[Start Data listing]
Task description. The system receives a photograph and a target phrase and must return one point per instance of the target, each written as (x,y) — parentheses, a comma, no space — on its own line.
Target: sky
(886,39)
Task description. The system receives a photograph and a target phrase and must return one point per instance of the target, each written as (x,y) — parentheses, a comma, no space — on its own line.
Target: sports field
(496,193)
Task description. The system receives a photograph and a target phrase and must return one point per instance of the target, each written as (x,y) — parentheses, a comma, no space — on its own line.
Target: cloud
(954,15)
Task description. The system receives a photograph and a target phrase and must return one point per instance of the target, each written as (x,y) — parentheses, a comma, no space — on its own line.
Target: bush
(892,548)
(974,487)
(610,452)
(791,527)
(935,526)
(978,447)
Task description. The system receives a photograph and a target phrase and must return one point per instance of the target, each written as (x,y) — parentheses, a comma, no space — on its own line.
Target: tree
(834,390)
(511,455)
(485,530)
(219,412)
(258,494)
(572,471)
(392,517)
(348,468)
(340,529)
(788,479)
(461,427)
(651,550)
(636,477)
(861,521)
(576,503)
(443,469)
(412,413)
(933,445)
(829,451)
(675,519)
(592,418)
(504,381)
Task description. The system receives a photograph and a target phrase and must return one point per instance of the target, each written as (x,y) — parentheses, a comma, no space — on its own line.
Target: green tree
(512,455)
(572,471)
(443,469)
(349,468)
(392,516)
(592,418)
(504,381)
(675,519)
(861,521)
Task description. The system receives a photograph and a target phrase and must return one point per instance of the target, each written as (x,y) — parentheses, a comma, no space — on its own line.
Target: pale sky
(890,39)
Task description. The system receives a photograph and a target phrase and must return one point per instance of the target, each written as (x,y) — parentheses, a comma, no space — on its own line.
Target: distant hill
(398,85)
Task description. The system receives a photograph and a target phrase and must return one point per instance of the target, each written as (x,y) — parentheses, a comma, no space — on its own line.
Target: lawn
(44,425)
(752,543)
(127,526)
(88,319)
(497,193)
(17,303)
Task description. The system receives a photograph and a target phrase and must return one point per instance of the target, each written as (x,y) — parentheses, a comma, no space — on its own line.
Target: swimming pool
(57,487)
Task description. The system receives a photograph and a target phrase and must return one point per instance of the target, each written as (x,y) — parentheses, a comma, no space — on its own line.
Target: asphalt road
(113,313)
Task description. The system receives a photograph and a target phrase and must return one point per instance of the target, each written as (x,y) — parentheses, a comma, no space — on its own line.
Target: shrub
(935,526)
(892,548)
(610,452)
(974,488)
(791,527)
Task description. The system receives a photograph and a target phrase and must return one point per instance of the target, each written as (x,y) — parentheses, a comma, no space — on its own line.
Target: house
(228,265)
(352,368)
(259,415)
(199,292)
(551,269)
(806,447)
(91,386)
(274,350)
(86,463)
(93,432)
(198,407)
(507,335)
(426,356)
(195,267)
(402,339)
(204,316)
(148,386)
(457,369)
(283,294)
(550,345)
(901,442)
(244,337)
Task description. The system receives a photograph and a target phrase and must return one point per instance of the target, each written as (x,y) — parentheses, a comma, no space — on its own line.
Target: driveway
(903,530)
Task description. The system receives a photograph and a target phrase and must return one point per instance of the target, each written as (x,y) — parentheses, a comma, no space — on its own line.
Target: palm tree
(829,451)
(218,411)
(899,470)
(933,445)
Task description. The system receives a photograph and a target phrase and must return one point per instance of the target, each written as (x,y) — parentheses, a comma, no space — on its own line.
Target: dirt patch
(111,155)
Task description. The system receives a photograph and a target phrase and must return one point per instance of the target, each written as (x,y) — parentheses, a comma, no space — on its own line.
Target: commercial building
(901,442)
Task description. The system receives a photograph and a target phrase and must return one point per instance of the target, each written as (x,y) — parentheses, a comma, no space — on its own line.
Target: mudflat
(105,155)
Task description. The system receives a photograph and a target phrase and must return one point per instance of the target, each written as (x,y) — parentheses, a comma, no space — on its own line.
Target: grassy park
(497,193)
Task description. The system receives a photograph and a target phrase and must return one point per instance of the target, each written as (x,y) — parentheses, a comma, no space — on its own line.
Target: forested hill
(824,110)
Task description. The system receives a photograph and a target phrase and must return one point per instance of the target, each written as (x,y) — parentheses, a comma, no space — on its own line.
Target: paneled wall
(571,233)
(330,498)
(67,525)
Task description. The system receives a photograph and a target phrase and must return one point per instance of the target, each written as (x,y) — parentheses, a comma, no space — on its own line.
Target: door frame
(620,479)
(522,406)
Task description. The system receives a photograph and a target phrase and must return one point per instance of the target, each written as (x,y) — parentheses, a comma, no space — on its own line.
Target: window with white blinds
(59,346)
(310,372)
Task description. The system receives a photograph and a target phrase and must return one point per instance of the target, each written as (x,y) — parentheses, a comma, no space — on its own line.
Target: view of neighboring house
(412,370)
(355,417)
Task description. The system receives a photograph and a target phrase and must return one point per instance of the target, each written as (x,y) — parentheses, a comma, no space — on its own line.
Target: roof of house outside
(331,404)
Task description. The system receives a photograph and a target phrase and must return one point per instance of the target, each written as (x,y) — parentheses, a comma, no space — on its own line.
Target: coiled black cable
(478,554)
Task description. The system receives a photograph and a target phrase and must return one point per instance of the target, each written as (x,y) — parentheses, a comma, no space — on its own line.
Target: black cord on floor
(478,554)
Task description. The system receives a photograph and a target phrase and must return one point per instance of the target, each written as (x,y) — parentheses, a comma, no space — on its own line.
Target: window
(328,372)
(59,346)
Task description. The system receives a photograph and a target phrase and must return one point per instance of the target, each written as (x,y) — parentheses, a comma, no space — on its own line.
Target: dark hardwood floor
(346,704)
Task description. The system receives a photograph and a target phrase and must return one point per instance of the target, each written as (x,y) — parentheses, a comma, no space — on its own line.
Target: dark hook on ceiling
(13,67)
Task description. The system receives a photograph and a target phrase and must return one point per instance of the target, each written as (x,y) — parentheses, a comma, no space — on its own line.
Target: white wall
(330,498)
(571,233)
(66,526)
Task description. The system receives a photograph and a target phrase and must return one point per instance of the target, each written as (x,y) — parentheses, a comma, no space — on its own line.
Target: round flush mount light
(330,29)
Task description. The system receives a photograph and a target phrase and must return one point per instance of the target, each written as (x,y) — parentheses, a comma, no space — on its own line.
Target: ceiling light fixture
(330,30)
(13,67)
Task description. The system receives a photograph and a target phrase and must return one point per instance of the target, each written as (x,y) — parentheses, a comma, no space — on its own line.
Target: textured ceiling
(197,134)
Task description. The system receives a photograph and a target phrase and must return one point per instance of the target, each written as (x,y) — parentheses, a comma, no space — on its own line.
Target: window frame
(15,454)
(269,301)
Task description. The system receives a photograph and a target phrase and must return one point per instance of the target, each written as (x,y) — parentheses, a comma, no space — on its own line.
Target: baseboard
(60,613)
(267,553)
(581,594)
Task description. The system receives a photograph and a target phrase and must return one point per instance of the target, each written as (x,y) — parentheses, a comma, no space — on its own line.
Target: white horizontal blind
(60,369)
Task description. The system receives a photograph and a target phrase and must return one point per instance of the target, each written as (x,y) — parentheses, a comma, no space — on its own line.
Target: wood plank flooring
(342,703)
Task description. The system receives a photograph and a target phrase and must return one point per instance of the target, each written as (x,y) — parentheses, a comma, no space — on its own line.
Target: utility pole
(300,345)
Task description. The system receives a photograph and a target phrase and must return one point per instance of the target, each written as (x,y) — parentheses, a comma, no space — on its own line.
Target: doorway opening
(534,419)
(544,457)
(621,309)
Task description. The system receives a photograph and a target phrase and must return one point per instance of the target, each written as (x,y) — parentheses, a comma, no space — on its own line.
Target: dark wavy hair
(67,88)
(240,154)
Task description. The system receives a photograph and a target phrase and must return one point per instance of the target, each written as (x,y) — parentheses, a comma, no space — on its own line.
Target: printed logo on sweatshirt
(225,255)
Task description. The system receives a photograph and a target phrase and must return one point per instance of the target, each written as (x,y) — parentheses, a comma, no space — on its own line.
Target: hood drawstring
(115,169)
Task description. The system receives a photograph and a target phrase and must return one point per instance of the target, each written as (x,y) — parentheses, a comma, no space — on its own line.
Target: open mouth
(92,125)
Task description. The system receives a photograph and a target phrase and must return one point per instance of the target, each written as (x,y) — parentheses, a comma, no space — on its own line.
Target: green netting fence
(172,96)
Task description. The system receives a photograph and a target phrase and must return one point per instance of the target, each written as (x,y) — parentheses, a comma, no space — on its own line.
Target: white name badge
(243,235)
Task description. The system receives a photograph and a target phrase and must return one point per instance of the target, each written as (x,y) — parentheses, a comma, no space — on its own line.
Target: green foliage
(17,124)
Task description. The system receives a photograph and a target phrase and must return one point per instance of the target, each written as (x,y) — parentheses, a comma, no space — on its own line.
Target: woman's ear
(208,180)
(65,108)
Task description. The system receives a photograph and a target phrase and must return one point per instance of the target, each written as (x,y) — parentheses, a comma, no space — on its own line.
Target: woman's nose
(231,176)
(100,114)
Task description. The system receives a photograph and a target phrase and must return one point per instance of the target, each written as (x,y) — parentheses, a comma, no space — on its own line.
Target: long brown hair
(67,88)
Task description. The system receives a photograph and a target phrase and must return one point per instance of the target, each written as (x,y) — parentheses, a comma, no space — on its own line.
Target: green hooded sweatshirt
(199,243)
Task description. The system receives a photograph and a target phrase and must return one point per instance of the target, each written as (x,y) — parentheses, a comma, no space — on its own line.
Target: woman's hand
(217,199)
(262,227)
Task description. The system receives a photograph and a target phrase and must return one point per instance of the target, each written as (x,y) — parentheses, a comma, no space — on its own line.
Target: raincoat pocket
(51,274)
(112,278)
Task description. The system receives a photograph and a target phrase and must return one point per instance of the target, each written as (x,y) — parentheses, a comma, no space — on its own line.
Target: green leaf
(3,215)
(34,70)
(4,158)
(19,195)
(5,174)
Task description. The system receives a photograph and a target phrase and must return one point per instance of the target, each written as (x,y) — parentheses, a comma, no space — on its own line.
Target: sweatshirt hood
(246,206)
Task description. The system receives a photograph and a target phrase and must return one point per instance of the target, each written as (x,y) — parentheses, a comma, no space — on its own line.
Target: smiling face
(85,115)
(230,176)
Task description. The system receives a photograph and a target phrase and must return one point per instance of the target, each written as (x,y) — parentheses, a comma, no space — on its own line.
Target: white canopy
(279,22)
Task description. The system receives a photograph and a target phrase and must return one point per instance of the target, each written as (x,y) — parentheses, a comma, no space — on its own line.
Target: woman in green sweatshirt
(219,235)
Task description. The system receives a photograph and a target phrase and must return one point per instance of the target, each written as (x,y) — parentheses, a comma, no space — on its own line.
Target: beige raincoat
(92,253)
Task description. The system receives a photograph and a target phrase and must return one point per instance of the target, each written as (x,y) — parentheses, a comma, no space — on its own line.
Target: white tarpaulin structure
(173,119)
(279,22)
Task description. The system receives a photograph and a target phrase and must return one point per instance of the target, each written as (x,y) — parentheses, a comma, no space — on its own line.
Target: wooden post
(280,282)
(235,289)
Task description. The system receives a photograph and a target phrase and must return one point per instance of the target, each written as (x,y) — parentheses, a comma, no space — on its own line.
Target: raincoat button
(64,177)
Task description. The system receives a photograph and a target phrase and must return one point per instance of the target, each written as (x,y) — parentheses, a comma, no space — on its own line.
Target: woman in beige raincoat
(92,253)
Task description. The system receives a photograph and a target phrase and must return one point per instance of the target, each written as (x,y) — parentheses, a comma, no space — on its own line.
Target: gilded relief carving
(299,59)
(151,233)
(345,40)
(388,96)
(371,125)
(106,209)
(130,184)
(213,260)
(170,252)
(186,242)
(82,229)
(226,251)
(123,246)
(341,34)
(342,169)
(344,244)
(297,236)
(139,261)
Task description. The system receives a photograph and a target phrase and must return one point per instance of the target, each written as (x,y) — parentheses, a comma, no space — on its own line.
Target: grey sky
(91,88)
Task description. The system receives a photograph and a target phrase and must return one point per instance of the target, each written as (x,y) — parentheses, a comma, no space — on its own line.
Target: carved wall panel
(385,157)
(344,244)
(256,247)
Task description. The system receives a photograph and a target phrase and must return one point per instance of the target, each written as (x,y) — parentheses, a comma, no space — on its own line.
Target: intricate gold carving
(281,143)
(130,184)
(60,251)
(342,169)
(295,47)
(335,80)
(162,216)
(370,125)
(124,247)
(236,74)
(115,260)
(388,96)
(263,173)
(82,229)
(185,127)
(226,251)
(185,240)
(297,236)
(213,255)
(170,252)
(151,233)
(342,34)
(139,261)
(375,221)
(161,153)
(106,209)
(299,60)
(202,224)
[End Data listing]
Your instructions: Report each line in the listing above that contains the word "green". Copy every such line in full.

Complete answer:
Target: green tree
Target: green netting fence
Target: green foliage
Target: green hooded sweatshirt
Target: green leaf
Target: woman in green sweatshirt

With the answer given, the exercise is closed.